What you will do — State only how many lines below include the string "rough".

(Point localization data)
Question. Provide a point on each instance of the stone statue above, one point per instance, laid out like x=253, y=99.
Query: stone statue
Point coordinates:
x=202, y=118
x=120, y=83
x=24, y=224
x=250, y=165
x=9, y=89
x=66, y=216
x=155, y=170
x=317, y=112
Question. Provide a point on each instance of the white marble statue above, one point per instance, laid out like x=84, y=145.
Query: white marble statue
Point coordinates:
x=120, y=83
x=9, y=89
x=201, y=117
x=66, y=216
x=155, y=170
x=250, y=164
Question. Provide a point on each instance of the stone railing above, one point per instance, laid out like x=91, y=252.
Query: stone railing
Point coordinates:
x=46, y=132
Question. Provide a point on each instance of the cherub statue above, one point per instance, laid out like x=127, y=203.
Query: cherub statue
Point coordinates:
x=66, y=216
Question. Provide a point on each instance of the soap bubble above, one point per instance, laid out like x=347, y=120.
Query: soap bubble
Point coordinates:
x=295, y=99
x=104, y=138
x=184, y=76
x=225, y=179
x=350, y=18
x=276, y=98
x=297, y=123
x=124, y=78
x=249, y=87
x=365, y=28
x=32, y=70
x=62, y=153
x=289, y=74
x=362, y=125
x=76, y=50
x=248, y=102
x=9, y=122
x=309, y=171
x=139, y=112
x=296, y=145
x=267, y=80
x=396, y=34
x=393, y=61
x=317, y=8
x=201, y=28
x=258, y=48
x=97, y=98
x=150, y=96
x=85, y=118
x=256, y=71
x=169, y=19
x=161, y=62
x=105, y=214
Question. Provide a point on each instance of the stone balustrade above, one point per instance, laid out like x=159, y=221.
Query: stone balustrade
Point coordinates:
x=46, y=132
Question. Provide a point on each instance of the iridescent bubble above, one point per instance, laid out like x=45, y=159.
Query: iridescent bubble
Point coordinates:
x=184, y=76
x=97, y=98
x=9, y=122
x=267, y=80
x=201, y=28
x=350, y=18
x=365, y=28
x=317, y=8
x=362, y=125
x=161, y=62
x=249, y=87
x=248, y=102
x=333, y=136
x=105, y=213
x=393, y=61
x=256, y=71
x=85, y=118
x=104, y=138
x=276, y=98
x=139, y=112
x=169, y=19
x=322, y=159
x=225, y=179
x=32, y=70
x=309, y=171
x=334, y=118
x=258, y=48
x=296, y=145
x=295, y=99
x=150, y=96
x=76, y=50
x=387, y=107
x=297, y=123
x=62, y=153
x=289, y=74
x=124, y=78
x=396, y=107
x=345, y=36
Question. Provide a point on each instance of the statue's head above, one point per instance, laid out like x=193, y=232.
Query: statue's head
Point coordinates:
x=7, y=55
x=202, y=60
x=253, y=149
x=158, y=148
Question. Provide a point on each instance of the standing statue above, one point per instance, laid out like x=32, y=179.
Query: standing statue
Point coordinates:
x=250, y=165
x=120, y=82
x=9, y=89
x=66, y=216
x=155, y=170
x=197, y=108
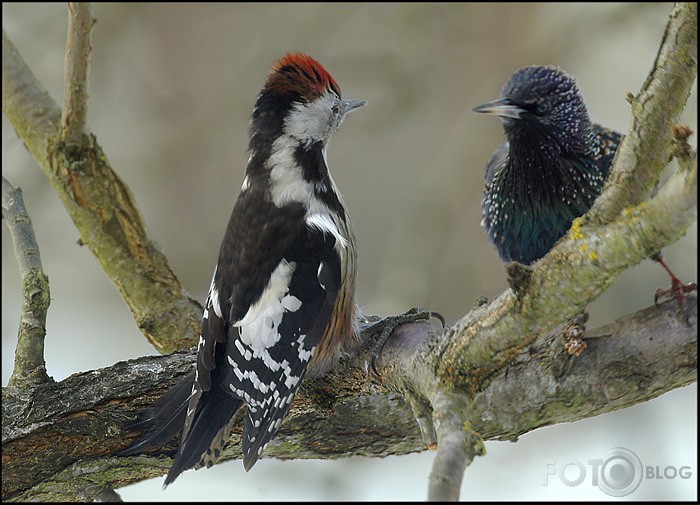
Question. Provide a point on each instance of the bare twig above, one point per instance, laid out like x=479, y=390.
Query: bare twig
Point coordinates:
x=75, y=93
x=29, y=355
x=103, y=210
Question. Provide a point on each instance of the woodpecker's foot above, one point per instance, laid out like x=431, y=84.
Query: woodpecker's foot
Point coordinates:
x=677, y=288
x=574, y=334
x=379, y=332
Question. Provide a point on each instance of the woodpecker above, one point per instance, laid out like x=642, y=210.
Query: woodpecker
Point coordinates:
x=282, y=298
x=551, y=168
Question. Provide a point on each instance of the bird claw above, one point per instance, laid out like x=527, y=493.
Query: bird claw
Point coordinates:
x=677, y=289
x=381, y=330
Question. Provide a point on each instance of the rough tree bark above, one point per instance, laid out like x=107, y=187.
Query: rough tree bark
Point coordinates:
x=499, y=372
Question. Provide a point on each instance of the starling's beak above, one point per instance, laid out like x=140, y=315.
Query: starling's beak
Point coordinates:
x=502, y=107
x=349, y=105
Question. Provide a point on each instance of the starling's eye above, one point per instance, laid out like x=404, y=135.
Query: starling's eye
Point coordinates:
x=542, y=108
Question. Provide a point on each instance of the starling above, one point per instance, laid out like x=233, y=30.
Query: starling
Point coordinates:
x=550, y=169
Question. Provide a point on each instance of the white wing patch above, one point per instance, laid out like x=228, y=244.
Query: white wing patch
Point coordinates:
x=325, y=224
x=259, y=327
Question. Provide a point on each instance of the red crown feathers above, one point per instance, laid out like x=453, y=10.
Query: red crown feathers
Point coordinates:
x=301, y=74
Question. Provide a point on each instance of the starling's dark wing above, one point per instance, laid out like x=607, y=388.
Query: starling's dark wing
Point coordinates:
x=496, y=163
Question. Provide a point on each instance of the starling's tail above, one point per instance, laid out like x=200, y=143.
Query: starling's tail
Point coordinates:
x=162, y=420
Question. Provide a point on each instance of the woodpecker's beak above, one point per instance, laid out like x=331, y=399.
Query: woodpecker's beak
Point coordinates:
x=349, y=105
x=503, y=107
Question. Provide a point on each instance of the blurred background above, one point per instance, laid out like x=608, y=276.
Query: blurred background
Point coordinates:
x=171, y=89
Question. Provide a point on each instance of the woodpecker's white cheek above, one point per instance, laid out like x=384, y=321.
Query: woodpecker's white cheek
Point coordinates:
x=313, y=121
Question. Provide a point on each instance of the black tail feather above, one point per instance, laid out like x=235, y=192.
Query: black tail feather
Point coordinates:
x=208, y=433
x=163, y=420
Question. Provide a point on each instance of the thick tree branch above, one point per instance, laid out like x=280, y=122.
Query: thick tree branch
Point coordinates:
x=48, y=429
x=472, y=367
x=103, y=210
x=30, y=366
x=646, y=149
x=75, y=86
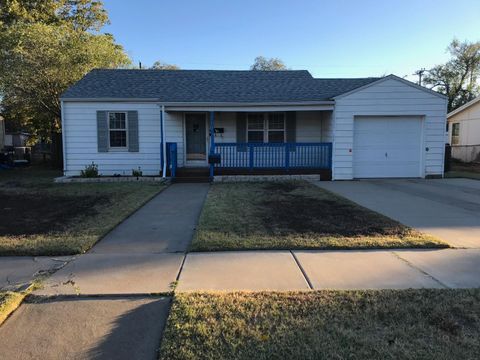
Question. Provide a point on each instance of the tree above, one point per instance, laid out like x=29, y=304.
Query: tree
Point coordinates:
x=42, y=54
x=264, y=64
x=158, y=65
x=458, y=78
x=80, y=14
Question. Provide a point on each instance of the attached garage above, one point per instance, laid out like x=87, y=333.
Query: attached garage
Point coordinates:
x=390, y=128
x=387, y=146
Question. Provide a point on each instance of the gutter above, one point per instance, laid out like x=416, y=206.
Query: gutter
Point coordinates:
x=164, y=145
x=64, y=144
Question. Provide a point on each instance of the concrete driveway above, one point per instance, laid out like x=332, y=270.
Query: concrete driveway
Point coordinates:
x=446, y=208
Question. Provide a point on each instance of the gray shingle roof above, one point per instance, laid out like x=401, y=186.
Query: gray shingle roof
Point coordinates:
x=210, y=86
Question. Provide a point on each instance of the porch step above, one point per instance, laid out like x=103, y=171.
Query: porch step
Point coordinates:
x=191, y=179
x=192, y=175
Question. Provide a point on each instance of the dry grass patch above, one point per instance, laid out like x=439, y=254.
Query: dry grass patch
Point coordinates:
x=389, y=324
x=295, y=215
x=43, y=218
x=9, y=302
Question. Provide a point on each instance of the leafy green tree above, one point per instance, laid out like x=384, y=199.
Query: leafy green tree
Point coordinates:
x=458, y=78
x=80, y=14
x=262, y=63
x=46, y=46
x=158, y=65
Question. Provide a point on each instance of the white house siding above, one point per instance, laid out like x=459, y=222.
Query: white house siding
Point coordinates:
x=174, y=133
x=468, y=147
x=327, y=126
x=390, y=97
x=80, y=127
x=469, y=120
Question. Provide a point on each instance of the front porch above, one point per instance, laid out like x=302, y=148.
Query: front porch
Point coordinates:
x=240, y=143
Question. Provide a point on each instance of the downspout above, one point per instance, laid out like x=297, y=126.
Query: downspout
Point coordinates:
x=164, y=145
x=64, y=155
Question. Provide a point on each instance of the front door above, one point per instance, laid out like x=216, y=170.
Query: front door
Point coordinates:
x=195, y=139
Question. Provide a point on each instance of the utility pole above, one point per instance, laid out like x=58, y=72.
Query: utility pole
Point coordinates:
x=419, y=73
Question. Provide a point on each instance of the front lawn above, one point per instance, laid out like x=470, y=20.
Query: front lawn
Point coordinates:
x=39, y=217
x=295, y=215
x=9, y=301
x=387, y=324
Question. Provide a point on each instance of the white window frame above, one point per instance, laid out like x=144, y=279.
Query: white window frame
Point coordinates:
x=118, y=148
x=266, y=130
x=456, y=138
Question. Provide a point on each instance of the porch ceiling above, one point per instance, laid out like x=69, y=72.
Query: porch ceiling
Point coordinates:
x=324, y=106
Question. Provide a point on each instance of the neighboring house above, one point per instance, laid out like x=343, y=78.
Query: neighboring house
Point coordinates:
x=17, y=139
x=261, y=121
x=464, y=131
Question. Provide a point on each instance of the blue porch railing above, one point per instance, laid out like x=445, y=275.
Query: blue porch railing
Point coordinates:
x=172, y=158
x=274, y=156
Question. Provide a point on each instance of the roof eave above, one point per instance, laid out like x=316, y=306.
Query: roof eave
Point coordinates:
x=189, y=103
x=463, y=107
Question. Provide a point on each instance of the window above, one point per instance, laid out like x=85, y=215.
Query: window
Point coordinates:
x=455, y=133
x=276, y=127
x=269, y=127
x=117, y=129
x=255, y=127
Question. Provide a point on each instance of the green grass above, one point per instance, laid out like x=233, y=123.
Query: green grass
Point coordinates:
x=295, y=215
x=387, y=324
x=43, y=218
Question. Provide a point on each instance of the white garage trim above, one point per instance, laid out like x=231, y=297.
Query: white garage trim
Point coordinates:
x=388, y=146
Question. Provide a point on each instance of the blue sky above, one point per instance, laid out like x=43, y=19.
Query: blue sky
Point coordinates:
x=336, y=38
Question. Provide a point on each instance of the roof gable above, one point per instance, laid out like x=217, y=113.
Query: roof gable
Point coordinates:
x=392, y=77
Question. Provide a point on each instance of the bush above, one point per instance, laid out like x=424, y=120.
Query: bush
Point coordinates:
x=137, y=173
x=90, y=170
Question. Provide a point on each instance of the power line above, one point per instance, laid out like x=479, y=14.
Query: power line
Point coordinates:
x=419, y=73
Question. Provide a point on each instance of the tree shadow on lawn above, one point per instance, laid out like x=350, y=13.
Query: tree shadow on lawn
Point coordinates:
x=295, y=207
x=38, y=214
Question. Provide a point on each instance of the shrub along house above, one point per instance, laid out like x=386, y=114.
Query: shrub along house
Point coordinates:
x=247, y=122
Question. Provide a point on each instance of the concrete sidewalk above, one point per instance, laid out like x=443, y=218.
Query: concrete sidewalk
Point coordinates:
x=164, y=224
x=143, y=255
x=304, y=270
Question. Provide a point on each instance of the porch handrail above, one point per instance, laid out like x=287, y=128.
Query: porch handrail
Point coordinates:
x=287, y=156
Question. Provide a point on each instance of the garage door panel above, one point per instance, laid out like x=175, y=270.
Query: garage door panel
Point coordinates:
x=387, y=146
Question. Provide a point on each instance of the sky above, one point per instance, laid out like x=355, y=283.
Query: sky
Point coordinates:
x=335, y=38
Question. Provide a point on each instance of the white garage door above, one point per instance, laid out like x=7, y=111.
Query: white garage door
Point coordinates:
x=387, y=147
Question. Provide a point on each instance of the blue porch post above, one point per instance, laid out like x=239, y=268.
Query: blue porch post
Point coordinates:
x=212, y=140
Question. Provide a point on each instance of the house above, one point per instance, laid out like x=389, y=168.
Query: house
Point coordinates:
x=464, y=131
x=247, y=122
x=2, y=133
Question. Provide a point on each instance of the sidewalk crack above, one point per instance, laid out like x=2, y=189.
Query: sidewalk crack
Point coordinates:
x=419, y=269
x=302, y=270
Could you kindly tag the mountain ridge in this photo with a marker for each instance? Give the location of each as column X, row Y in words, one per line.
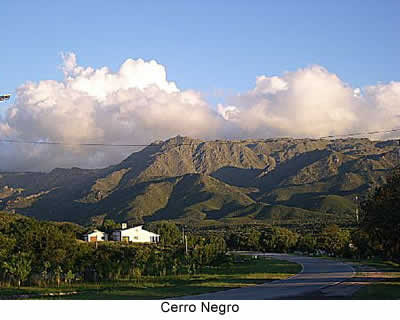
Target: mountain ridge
column 184, row 178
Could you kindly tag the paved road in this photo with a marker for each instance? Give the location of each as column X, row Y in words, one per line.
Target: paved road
column 316, row 275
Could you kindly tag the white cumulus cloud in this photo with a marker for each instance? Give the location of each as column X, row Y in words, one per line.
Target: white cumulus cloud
column 138, row 104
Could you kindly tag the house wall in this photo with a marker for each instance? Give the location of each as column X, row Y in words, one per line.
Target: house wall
column 137, row 234
column 101, row 236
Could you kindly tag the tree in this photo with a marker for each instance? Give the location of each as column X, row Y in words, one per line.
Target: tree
column 381, row 216
column 168, row 231
column 334, row 240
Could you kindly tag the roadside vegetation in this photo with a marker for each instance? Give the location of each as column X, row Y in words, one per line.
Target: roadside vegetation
column 37, row 255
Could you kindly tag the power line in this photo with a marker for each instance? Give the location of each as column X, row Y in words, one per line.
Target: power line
column 75, row 144
column 360, row 133
column 55, row 143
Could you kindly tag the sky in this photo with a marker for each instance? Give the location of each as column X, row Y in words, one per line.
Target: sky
column 131, row 72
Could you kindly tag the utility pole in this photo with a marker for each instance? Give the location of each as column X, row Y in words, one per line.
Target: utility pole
column 184, row 239
column 357, row 214
column 186, row 245
column 5, row 97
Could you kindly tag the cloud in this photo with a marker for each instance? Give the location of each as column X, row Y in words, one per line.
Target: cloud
column 138, row 104
column 311, row 102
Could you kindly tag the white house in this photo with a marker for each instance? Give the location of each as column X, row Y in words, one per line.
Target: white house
column 135, row 234
column 96, row 236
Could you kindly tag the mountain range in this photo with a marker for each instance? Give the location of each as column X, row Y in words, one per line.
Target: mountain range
column 205, row 182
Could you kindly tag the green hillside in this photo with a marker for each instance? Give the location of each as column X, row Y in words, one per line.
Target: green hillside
column 204, row 181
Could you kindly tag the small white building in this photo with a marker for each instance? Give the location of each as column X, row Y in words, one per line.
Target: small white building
column 95, row 236
column 135, row 234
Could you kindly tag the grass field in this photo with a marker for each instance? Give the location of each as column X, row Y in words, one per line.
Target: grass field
column 246, row 272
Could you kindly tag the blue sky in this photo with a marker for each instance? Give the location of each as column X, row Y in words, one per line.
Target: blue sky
column 252, row 67
column 205, row 45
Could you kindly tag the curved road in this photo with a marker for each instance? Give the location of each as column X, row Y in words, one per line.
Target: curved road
column 316, row 275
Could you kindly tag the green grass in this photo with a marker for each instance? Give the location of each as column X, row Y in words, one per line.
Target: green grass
column 248, row 272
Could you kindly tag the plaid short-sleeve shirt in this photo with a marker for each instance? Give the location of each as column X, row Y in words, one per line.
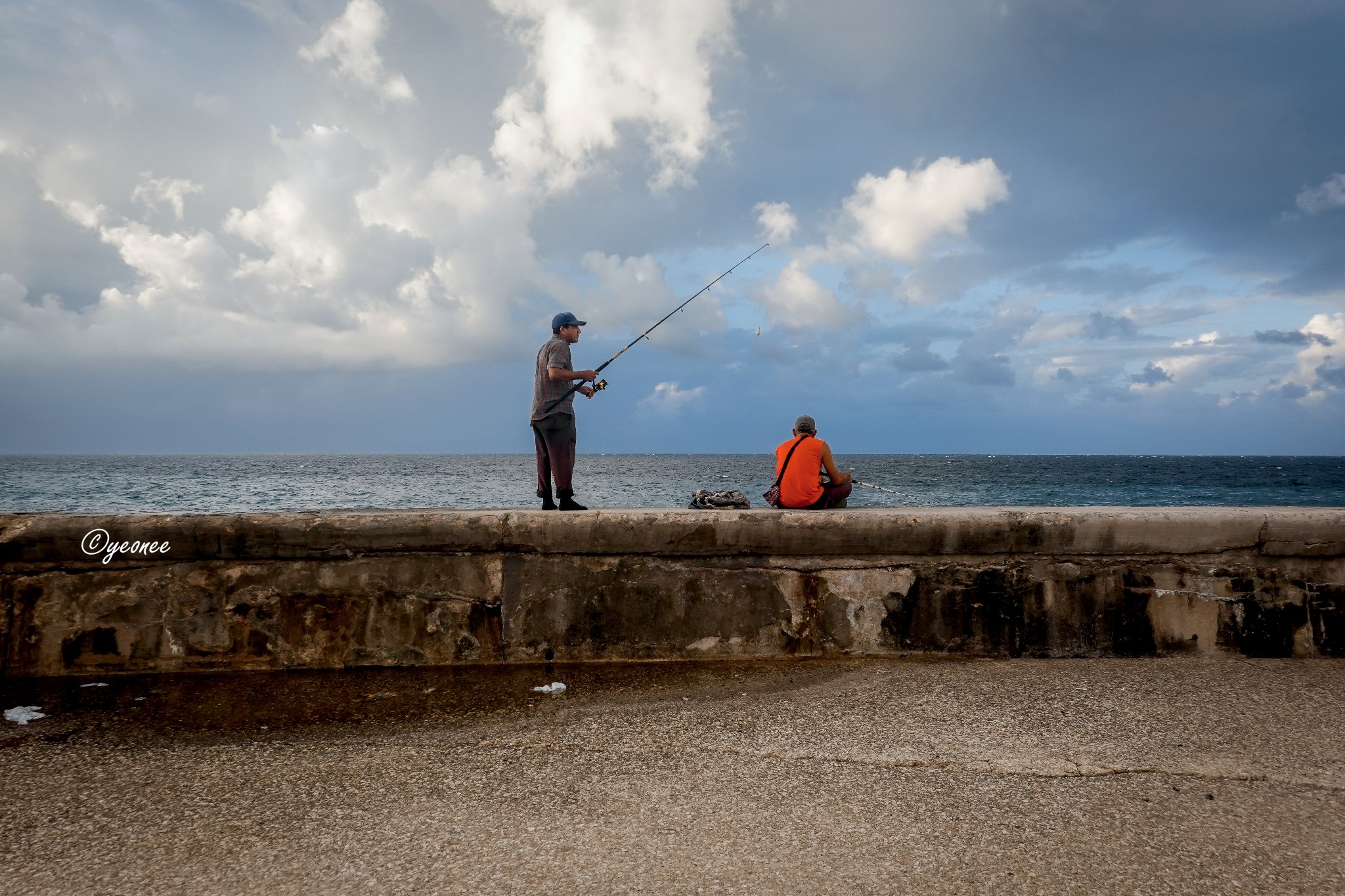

Response — 2